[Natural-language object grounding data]
Segment Open
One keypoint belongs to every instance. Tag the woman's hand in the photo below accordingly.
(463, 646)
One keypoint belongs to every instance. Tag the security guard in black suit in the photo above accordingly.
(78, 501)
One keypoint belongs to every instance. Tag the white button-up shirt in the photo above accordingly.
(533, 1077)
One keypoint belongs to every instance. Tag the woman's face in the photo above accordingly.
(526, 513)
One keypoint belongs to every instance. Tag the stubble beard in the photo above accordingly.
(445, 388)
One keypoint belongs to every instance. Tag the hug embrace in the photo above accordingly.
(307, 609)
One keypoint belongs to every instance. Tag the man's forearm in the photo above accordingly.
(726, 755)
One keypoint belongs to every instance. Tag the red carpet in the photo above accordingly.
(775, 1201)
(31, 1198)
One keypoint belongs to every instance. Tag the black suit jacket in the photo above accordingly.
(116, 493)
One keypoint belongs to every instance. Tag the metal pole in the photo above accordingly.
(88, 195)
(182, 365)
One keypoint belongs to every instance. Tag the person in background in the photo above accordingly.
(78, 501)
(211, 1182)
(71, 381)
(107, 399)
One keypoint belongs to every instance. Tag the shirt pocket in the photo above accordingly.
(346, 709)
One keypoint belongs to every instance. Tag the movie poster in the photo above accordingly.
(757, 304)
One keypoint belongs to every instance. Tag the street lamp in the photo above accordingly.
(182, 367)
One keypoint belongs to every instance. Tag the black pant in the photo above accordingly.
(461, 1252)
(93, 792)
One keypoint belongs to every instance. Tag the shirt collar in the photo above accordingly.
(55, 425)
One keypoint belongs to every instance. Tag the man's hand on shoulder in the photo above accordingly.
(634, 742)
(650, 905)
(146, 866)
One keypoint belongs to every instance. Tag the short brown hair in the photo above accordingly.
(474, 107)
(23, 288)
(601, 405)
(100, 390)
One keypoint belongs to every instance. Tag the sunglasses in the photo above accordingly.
Segment Closed
* Action item *
Reproduce the records above exactly, starting with the line that contains "One keypoint belongs to every instance. Tag the shirt collar" and ending with the last line.

* Solution to this task *
One keypoint belongs to every instance. Tag the shirt collar in the photo above accordingly.
(55, 425)
One keypoint belongs to every instance. Tag the man's hand on shoulder in the photo above accordingly.
(634, 742)
(650, 905)
(146, 866)
One keypoint belongs to every instance. Tag the short brown hair in the photo above accordingly.
(474, 107)
(23, 288)
(601, 405)
(100, 390)
One keypoint belongs to every instance. Tag the sunglasses in the photo above accordingly.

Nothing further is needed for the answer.